PASSAGE SHOWN:
────────

By Bobby Mathews, Sports Editor
BIRMINGHAM — Football fans will see a couple of familiar names on Saturday as UAB faces Rice for its homecoming contest at 2:30 p.m. at Protective Stadium and aired nationally on ESPN+, and not just on the regular roster.
For homecoming, the Blazers’ players wear the names of children associated with Children’s Harbor on their jerseys. This year UAB’s No. 2, Lucious Stanley will wear the name of Tucker Meads, while No. 95, Mi’Cario Stanley will wear the name of Bennett Meads.
The boys’ parents are Jared Meads, an assistant principal at Hewitt-Trussville Middle School, and Hannah Meads.
The Meads twins were born with a rare genetic disorder, Congenital Disorders of Glycosylation (CDG).
CDG is a large group of rare genetic disorders that affect adding sugar building blocks, called glycans, to proteins in cells throughout the body.
The addition of glycans to proteins is critical to the healthy function of cells. Bennett and Tucker were diagnosed with the most common type of CDG, type 1a or PMM2, with only around 900 documented cases worldwide, and very few of those cases are diagnosed in a set of twins.
Tucker and Bennett passed away in August 2021, shortly after their first birthday.
Saturday marks the fifth annual Children’s Harbor game. Over the five years of partnership, the Blazers have honored 500 patients. UAB is 4-0 in Children’s Harbor games and is also 4-0 against Rice since returning to action in 2017.
The Blazers began their partnership with Children’s Harbor in 2016, at the direction of head coach Bill Clark.
Children’s Harbor is the UAB football team’s community charity, and in what has been termed one of the best traditions in college football, the UAB players have worn the names of a Children’s Harbor child, either in honor of a living child or in memory of a child who has passed, on their jersey for homecoming.
“Children’s Harbor has been around for more than 30 years,” Children’s Harbor CEO Cat Outzen said during a press conference earlier this week. “Our mission is to serve seriously ill children and their families, to help them cope, adapt and thrive. So we do everything from counseling and financial aid. We have 66 acres (a camp at Lake Martin) that provides respite and activities. Anything that a family needs, to help them get through this very stressful time. We’re there for them.”

────────

WHAT TO DO: Print the whole article about UAB's Children's Harbor homecoming game, word for word. You can leave the saved data entries aside; they aren't needed here.

(Saved data entries)
────────

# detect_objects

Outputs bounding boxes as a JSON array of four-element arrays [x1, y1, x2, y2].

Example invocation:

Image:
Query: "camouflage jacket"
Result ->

────────

TASK OUTPUT:
By Bobby Mathews, Sports Editor
BIRMINGHAM — Football fans will see a couple of familiar names on Saturday as UAB faces Rice for its homecoming contest at 2:30 p.m. at Protective Stadium and aired nationally on ESPN+, and not just on the regular roster.
For homecoming, the Blazers’ players wear the names of children associated with Children’s Harbor on their jerseys. This year UAB’s No. 2, Lucious Stanley will wear the name of Tucker Meads, while No. 95, Mi’Cario Stanley will wear the name of Bennett Meads.
The boys’ parents are Jared Meads, an assistant principal at Hewitt-Trussville Middle School, and Hannah Meads.
The Meads twins were born with a rare genetic disorder, Congenital Disorders of Glycosylation (CDG).
CDG is a large group of rare genetic disorders that affect adding sugar building blocks, called glycans, to proteins in cells throughout the body.
The addition of glycans to proteins is critical to the healthy function of cells. Bennett and Tucker were diagnosed with the most common type of CDG, type 1a or PMM2, with only around 900 documented cases worldwide, and very few of those cases are diagnosed in a set of twins.
Tucker and Bennett passed away in August 2021, shortly after their first birthday.
Saturday marks the fifth annual Children’s Harbor game. Over the five years of partnership, the Blazers have honored 500 patients. UAB is 4-0 in Children’s Harbor games and is also 4-0 against Rice since returning to action in 2017.
The Blazers began their partnership with Children’s Harbor in 2016, at the direction of head coach Bill Clark.
Children’s Harbor is the UAB football team’s community charity, and in what has been termed one of the best traditions in college football, the UAB players have worn the names of a Children’s Harbor child, either in honor of a living child or in memory of a child who has passed, on their jersey for homecoming.
“Children’s Harbor has been around for more than 30 years,” Children’s Harbor CEO Cat Outzen said during a press conference earlier this week. “Our mission is to serve seriously ill children and their families, to help them cope, adapt and thrive. So we do everything from counseling and financial aid. We have 66 acres (a camp at Lake Martin) that provides respite and activities. Anything that a family needs, to help them get through this very stressful time. We’re there for them.”